▸ **Requirement**
Could you copy out the data below line for line, without changing a single character?

[Start Task input]

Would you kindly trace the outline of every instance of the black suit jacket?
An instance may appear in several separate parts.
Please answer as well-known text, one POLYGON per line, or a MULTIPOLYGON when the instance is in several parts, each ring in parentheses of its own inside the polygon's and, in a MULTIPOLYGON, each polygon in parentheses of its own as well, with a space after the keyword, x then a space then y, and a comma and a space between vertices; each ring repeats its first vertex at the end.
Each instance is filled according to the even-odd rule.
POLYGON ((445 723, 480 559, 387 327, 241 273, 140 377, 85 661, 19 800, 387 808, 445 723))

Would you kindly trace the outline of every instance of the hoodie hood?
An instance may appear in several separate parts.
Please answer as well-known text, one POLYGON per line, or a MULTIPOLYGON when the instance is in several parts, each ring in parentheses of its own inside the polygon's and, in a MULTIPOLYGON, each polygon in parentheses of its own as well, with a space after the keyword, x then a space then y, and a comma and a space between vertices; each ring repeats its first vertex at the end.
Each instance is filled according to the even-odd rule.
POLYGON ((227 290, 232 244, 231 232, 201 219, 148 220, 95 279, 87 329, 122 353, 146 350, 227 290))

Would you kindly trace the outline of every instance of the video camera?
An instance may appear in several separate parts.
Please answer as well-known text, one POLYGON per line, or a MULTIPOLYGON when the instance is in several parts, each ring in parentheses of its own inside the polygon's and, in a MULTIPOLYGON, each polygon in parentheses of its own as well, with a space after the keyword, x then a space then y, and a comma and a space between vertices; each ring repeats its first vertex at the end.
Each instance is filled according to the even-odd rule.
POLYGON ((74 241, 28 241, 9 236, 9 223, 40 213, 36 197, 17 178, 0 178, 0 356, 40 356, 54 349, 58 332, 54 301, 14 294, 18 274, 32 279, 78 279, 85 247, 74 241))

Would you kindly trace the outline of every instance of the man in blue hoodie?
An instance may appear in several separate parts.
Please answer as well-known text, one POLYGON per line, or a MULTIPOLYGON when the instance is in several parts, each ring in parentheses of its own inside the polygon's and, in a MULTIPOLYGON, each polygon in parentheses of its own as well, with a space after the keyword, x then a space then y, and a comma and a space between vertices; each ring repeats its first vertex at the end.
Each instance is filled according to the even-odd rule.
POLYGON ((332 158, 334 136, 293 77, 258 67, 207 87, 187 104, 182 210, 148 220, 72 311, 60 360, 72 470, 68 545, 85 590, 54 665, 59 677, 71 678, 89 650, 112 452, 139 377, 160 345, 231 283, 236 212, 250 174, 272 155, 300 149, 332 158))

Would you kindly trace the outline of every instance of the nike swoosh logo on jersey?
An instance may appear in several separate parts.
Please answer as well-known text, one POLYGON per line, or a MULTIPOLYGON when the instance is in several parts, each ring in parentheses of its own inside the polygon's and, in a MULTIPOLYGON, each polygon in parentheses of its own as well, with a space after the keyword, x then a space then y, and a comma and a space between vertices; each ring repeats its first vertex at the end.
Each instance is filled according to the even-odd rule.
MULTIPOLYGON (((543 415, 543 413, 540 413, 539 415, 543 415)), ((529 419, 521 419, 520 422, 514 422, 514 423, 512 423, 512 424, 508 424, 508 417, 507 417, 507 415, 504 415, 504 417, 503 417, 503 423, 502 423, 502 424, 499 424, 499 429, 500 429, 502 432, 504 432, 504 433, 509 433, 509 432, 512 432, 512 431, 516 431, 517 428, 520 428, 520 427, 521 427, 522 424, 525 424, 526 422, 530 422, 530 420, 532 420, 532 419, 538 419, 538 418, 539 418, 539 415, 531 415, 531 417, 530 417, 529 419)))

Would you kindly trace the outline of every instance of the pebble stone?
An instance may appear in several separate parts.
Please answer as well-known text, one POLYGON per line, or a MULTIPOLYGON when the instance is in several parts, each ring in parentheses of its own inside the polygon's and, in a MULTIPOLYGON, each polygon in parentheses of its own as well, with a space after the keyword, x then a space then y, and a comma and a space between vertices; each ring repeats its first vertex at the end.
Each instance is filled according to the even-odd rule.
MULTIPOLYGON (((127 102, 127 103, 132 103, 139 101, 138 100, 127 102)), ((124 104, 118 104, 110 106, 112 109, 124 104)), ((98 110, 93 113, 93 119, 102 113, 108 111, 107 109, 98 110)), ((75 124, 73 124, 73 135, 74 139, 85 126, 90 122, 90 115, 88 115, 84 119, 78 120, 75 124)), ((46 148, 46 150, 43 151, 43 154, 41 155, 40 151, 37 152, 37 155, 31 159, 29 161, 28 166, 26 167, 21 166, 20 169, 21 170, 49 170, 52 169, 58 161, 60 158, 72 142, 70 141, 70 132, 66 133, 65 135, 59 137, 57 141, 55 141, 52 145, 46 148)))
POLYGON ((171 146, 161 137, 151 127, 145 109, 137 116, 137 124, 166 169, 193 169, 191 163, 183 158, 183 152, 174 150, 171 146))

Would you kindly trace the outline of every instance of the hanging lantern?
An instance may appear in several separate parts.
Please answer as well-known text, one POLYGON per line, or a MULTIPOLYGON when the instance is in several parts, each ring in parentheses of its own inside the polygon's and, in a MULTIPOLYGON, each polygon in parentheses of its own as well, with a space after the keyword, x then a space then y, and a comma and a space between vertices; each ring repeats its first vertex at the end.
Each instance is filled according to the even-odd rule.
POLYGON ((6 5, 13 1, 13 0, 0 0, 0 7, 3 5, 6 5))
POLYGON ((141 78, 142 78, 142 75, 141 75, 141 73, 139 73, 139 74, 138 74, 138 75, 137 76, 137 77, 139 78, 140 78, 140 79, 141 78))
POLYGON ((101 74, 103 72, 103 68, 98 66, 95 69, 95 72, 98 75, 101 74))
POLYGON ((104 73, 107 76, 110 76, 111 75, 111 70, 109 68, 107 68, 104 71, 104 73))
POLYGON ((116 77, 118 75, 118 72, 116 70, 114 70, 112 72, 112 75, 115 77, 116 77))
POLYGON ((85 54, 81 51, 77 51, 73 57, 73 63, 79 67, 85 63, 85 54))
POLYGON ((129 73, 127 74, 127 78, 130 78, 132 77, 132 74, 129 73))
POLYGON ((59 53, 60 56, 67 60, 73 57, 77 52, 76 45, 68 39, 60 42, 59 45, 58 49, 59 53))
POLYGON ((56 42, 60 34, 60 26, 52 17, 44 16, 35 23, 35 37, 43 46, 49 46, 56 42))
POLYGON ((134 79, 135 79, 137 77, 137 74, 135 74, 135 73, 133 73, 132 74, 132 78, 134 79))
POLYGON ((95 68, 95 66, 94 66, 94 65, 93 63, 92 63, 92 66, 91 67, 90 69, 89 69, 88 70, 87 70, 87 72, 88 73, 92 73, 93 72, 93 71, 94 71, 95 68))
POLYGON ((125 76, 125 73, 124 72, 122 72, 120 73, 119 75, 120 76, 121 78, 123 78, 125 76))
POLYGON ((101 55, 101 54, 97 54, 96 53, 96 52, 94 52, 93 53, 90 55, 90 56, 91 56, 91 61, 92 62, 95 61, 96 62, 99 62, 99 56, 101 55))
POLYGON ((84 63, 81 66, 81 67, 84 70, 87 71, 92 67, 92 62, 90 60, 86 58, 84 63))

[End Task input]

▸ **Worked answer**
Would you kindly trace the outline of every instance of the black suit jacket?
An instance may appear in several separate parts.
Please answer as well-known text, one POLYGON per line, or a MULTIPOLYGON when the instance is in several parts, each ring in parentheses of its own inside the polygon's and, in a MULTIPOLYGON, each polygon in parentheses of its own as well, with a space after the keyword, x then a space then y, and a comma and a space between vertices; each ring repeats its first vertex at the end.
Each instance is filled according to the even-odd rule.
POLYGON ((445 723, 480 559, 387 327, 241 273, 140 377, 85 661, 19 800, 387 808, 445 723))

Would you kindly trace the outline of every instance of the hoodie hood?
An instance may appear in several separate parts.
Please answer as well-known text, one POLYGON per line, or a MULTIPOLYGON when the instance is in several parts, each ring in parentheses of its own inside the polygon's and, in a MULTIPOLYGON, each polygon in parentheses of its own as well, with a space after the keyword, x then a space then y, and a comma and a space between vertices; each ring repeats its first vertex at the end.
Each instance is filled according to the even-odd rule.
POLYGON ((227 290, 232 244, 231 232, 201 219, 148 220, 95 279, 87 329, 122 353, 146 350, 227 290))

Would you kindly trace the outline of every instance of the video camera?
An instance may appear in several separate parts.
Please answer as well-known text, one POLYGON per line, or a MULTIPOLYGON when the instance is in several parts, each ring in parentheses of its own inside the polygon's and, in a MULTIPOLYGON, each polygon in parentheses of its own as well, with a space after the keyword, x then a space then y, and a comma and a space between vertices; each ring repeats its first vertex at the end.
Each instance is filled according to the even-odd rule.
POLYGON ((74 241, 28 241, 9 236, 9 223, 40 213, 36 197, 17 178, 0 178, 0 356, 40 356, 54 349, 58 332, 54 301, 14 294, 18 274, 32 279, 78 279, 85 247, 74 241))

Would you kindly trace the outline of every instance of the man in blue hoodie?
An instance may appear in several separate parts.
Please answer as well-known text, one POLYGON per line, or a MULTIPOLYGON when the instance is in several parts, each ring in parentheses of its own inside the polygon's and, in a MULTIPOLYGON, each polygon in parentheses of its own as well, with a space after the keyword, x then a space then y, and a comma and a space between vertices; each ring repeats its first vertex at the end.
Each instance is filled according to the even-odd rule.
POLYGON ((332 158, 334 136, 293 77, 258 67, 207 87, 187 104, 182 210, 148 220, 72 311, 60 360, 72 470, 68 545, 85 590, 54 665, 59 677, 71 678, 89 650, 112 452, 139 377, 160 345, 231 283, 236 212, 250 174, 272 155, 300 149, 332 158))

Would you kindly trace the outline of every instance of the nike swoosh logo on jersey?
An instance may appear in several separate parts.
Please answer as well-known text, one POLYGON per line, or a MULTIPOLYGON when the instance is in several parts, each ring in parentheses of its own inside the polygon's and, in a MULTIPOLYGON, each polygon in parentheses of its own as well, with a space after the keyword, x then a space then y, and a comma and a space between vertices; each ring repeats its first vertex at the end.
Each instance is filled according to the even-odd rule.
MULTIPOLYGON (((543 415, 543 413, 540 413, 539 415, 543 415)), ((529 419, 521 419, 520 422, 514 422, 514 423, 512 423, 512 424, 508 424, 508 417, 507 417, 507 415, 504 415, 504 417, 503 417, 503 423, 502 423, 502 424, 499 424, 499 429, 500 429, 502 432, 504 432, 504 433, 509 433, 509 432, 512 432, 512 431, 516 431, 517 428, 520 428, 520 427, 521 427, 522 424, 525 424, 526 422, 530 422, 530 420, 532 420, 532 419, 538 419, 538 418, 539 418, 539 415, 531 415, 531 417, 530 417, 529 419)))

Would you kindly trace the outline of every instance of the pebble stone?
An instance may appear in several separate parts.
Please answer as well-known text, one POLYGON per line, or a MULTIPOLYGON when the instance is in several parts, each ring in parentheses of its own inside the polygon's and, in a MULTIPOLYGON, each polygon in parentheses of its own as well, with a space after the keyword, x then a space then y, and a comma and a space between vertices; each ring repeats its first vertex at the end.
Each instance is filled according to the even-odd rule.
MULTIPOLYGON (((127 102, 127 103, 132 103, 139 101, 138 100, 127 102)), ((124 104, 118 104, 110 106, 112 109, 124 104)), ((98 110, 93 113, 93 119, 102 113, 108 111, 107 109, 98 110)), ((75 124, 73 124, 73 135, 74 139, 85 126, 90 122, 90 115, 88 115, 84 119, 78 120, 75 124)), ((46 148, 46 150, 43 151, 43 154, 41 155, 40 151, 37 152, 37 155, 31 159, 29 161, 28 166, 26 167, 21 166, 20 169, 21 170, 49 170, 52 169, 58 161, 60 158, 72 142, 70 141, 70 132, 66 133, 65 135, 59 137, 57 141, 55 141, 52 145, 46 148)))
POLYGON ((171 146, 161 137, 151 127, 145 109, 137 116, 137 124, 166 169, 193 169, 191 163, 183 158, 183 152, 174 150, 171 146))

Would you kindly trace the outline of every instance of the hanging lantern?
An instance may appear in several separate parts.
Please answer as well-known text, one POLYGON per line, or a MULTIPOLYGON when the instance is in several parts, each ring in parentheses of its own inside the polygon's and, in a MULTIPOLYGON, each polygon in parentheses of its own as well, with a space after the keyword, x then a space then y, and a comma and a space between vertices; each ring repeats its first vertex at the end.
Each instance is filled according to the even-odd rule.
POLYGON ((6 5, 13 1, 13 0, 0 0, 0 7, 3 5, 6 5))
POLYGON ((141 78, 142 78, 142 75, 141 75, 141 73, 139 73, 139 74, 138 74, 138 75, 137 76, 137 77, 139 78, 140 78, 140 79, 141 78))
POLYGON ((101 74, 103 72, 103 68, 98 66, 95 69, 95 72, 98 75, 101 74))
POLYGON ((104 73, 107 76, 110 76, 111 75, 111 70, 109 68, 107 68, 104 71, 104 73))
POLYGON ((116 77, 118 75, 118 72, 116 70, 114 70, 112 72, 112 75, 115 77, 116 77))
POLYGON ((85 54, 81 51, 77 51, 73 57, 73 63, 79 67, 85 63, 85 54))
POLYGON ((129 73, 127 74, 127 78, 130 78, 132 77, 132 74, 129 73))
POLYGON ((59 53, 60 56, 67 60, 73 57, 77 52, 76 45, 68 39, 60 42, 59 45, 58 49, 59 53))
POLYGON ((56 42, 60 34, 60 26, 52 17, 44 16, 35 23, 35 37, 43 46, 49 46, 56 42))
POLYGON ((134 79, 135 79, 137 77, 137 74, 135 74, 135 73, 133 73, 132 74, 132 78, 134 79))
POLYGON ((95 68, 95 66, 94 66, 94 65, 93 63, 92 63, 92 66, 91 67, 90 69, 89 69, 88 70, 87 70, 87 72, 88 73, 92 73, 93 72, 93 71, 94 71, 95 68))
POLYGON ((125 76, 125 73, 124 72, 122 72, 120 73, 119 75, 120 76, 121 78, 123 78, 125 76))
POLYGON ((101 55, 101 54, 97 54, 96 53, 96 52, 94 52, 93 53, 90 55, 90 56, 91 56, 91 61, 92 62, 95 61, 96 62, 99 62, 99 56, 101 55))
POLYGON ((84 63, 81 66, 81 67, 84 70, 87 71, 92 67, 92 62, 90 60, 86 58, 84 63))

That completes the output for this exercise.